— 抜粋 —
* * *
ところが、小3になると、授業中にひどく落ち着きがなく、成績も良くない柿生さんの普段の様子を心配した担任の教員が両親を説得し、県の教育センターで知能試験を受けさせてもらうことに。結果は知能的にボーダーラインではあるが、一応通常の範囲内だったため、両親は特に気に留めることはなかった。このとき柿生さんは、またもや療育などの支援を受ける機会を逃したわけだ。

柿生さんにほとんど関心がない両親は、ネグレクトだったと言っても過言ではない。しかも柿生さんが物心つく頃には、両親は日常的に暴言を吐き、平手打ちや腕や足の皮膚をつねるといった暴力を振るっていた。

「暴力や暴言が始まるトリガーについては、最後までよくわかりませんでした。ただ、幼い私と妹に無茶ぶりなどしては怒り、特に母は何か気に入らないことや不安などがあれば八つ当たり感覚で暴言を吐きました。身長140cm台で細身な祖母ひとりでは、縦はないけど横と厚みがある父と、フィリピン女性特有の気が強く無駄に声がデカい母を止めることは不可能でした」

身体が弱かった柿生さんは、保育園には月の半分行くことができるかどうかだったが、2歳下の妹は身体が強く、保育園時代から皆勤賞だった。

幼少期は一緒に暴行や暴言を受けていたが、身体が丈夫で要領の良い妹は小学校入学時にスポーツ少年団に入ってからというもの、水泳の市内大会で活躍するようになる。すると両親による妹への暴言や暴力はなくなっていった。
* * *
— 使用データ —

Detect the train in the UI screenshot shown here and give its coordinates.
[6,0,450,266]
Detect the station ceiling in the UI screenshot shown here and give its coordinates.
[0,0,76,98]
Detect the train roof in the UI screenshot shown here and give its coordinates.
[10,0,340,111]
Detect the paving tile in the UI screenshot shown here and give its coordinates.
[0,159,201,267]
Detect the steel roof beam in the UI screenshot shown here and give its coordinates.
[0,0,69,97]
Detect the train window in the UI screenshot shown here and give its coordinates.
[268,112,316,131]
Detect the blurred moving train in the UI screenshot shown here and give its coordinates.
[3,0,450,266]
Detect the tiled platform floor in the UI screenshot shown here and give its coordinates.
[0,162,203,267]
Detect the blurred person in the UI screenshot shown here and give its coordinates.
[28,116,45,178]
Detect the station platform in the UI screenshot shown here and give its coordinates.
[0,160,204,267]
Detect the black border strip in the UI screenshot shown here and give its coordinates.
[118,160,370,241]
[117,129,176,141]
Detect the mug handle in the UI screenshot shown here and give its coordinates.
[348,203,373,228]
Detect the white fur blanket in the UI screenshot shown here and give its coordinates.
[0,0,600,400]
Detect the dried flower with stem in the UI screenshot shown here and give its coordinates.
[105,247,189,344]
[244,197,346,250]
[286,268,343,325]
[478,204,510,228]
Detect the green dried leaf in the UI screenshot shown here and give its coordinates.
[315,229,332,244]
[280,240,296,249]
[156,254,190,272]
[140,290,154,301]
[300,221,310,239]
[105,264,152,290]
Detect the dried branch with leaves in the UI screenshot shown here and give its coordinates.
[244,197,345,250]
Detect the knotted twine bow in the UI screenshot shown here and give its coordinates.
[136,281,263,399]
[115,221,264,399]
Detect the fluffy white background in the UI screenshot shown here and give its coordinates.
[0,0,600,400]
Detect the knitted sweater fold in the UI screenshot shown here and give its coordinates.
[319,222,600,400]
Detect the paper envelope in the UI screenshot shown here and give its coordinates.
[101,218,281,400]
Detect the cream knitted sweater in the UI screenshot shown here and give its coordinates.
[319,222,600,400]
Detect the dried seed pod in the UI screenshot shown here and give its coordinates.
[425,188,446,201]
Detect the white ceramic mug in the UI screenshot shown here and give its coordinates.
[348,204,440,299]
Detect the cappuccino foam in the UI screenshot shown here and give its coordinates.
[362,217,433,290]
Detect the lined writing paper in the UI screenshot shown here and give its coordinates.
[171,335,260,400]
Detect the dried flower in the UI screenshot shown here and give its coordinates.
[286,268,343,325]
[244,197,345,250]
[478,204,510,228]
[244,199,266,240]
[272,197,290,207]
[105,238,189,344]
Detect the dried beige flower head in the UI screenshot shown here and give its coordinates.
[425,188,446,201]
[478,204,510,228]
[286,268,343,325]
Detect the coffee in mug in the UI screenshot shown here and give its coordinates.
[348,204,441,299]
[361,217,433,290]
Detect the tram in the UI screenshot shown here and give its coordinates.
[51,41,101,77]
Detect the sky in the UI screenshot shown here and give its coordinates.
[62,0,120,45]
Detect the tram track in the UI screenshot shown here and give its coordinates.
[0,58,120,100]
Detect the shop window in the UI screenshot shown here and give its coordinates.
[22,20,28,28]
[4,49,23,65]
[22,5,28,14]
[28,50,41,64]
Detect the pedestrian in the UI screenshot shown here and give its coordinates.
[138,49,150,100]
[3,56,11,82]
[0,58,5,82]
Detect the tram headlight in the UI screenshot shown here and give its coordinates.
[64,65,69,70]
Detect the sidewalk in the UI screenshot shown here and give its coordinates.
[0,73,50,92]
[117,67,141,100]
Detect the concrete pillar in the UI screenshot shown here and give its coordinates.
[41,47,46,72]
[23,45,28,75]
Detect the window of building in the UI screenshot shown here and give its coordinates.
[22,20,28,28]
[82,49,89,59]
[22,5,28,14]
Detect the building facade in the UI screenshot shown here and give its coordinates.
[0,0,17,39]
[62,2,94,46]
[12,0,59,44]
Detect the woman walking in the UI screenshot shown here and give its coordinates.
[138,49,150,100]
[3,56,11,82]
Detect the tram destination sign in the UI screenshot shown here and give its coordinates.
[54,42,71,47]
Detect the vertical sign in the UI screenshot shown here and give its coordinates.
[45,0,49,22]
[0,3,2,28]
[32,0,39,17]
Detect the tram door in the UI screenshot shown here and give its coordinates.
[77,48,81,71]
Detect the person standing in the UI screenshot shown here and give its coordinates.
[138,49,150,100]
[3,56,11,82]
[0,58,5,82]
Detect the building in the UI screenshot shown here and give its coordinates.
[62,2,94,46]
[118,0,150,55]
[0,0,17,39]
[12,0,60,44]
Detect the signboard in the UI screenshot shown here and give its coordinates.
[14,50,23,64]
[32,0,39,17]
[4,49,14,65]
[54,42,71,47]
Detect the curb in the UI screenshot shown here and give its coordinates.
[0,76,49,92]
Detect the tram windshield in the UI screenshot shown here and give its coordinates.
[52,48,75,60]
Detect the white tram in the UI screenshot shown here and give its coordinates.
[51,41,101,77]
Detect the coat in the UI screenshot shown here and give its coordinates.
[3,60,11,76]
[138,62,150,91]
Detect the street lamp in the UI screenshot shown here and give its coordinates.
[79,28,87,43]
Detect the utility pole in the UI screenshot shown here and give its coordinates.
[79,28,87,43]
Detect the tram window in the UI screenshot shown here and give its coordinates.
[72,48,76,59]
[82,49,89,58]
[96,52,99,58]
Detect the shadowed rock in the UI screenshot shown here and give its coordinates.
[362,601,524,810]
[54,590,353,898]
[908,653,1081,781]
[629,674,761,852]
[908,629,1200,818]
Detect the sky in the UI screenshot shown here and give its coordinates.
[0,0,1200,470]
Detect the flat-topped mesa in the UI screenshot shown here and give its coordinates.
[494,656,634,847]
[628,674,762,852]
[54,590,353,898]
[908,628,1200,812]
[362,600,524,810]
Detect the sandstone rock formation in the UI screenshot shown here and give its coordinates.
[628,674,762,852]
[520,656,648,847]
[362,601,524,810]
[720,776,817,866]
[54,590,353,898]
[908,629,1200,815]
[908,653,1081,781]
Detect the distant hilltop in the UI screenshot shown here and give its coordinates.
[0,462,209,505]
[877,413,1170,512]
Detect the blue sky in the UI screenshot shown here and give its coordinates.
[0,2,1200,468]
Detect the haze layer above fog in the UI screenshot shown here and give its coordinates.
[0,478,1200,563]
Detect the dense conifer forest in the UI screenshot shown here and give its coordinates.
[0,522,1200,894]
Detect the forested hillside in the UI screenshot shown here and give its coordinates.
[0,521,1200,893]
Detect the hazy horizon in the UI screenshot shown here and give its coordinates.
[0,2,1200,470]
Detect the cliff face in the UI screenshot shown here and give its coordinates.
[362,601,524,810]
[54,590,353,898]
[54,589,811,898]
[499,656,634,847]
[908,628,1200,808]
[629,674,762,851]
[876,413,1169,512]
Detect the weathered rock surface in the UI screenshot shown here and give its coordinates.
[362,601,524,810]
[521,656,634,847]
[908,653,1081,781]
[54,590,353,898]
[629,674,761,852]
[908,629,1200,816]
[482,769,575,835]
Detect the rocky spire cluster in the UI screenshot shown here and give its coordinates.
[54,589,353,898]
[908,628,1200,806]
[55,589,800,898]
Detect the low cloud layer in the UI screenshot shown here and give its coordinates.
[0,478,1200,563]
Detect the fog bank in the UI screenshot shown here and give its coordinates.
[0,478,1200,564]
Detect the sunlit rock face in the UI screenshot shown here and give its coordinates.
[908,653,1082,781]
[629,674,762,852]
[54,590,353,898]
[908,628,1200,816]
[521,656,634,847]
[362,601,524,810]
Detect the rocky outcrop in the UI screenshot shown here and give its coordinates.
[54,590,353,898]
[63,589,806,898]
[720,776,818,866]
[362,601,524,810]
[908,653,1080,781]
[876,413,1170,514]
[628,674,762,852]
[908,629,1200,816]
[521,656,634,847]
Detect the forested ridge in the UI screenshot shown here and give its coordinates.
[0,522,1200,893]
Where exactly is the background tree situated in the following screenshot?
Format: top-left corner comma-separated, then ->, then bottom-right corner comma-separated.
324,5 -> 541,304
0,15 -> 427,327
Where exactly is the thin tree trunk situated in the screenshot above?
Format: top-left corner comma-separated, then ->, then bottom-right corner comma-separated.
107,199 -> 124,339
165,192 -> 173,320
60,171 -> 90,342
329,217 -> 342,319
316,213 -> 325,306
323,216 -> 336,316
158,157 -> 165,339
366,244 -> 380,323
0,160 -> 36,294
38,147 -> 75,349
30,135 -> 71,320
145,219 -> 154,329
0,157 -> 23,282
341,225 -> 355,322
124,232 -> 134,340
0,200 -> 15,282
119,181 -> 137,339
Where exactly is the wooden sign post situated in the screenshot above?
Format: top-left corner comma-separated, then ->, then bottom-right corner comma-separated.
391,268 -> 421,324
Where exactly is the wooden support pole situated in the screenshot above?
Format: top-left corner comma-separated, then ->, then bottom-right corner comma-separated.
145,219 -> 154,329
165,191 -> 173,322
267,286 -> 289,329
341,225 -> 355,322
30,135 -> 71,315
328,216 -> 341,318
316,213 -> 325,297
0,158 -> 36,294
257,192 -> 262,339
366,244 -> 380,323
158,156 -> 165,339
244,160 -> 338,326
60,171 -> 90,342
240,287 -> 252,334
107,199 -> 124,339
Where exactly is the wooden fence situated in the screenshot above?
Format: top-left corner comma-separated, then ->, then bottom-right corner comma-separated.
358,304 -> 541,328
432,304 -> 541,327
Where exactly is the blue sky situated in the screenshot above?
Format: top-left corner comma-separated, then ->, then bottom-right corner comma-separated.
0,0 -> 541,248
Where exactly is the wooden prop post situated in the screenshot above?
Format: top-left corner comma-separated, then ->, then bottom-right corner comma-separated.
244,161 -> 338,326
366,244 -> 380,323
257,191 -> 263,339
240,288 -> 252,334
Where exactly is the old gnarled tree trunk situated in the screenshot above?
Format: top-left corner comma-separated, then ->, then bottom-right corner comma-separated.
* * *
— 取り組む課題 —
[a] 抜粋によると、柿生さんの妹は柿生さんより何歳下ですか。
[b] 抜粋のうち、「ところが、小3になると、授業」を含む語句で始まり「を止めることは不可能でした」」で終わる部分を、一字一句変えずに返してください。

— 課題の解答 —
[a] 2歳下です。

[b]
ところが、小3になると、授業中にひどく落ち着きがなく、成績も良くない柿生さんの普段の様子を心配した担任の教員が両親を説得し、県の教育センターで知能試験を受けさせてもらうことに。結果は知能的にボーダーラインではあるが、一応通常の範囲内だったため、両親は特に気に留めることはなかった。このとき柿生さんは、またもや療育などの支援を受ける機会を逃したわけだ。

柿生さんにほとんど関心がない両親は、ネグレクトだったと言っても過言ではない。しかも柿生さんが物心つく頃には、両親は日常的に暴言を吐き、平手打ちや腕や足の皮膚をつねるといった暴力を振るっていた。

「暴力や暴言が始まるトリガーについては、最後までよくわかりませんでした。ただ、幼い私と妹に無茶ぶりなどしては怒り、特に母は何か気に入らないことや不安などがあれば八つ当たり感覚で暴言を吐きました。身長140cm台で細身な祖母ひとりでは、縦はないけど横と厚みがある父と、フィリピン女性特有の気が強く無駄に声がデカい母を止めることは不可能でした」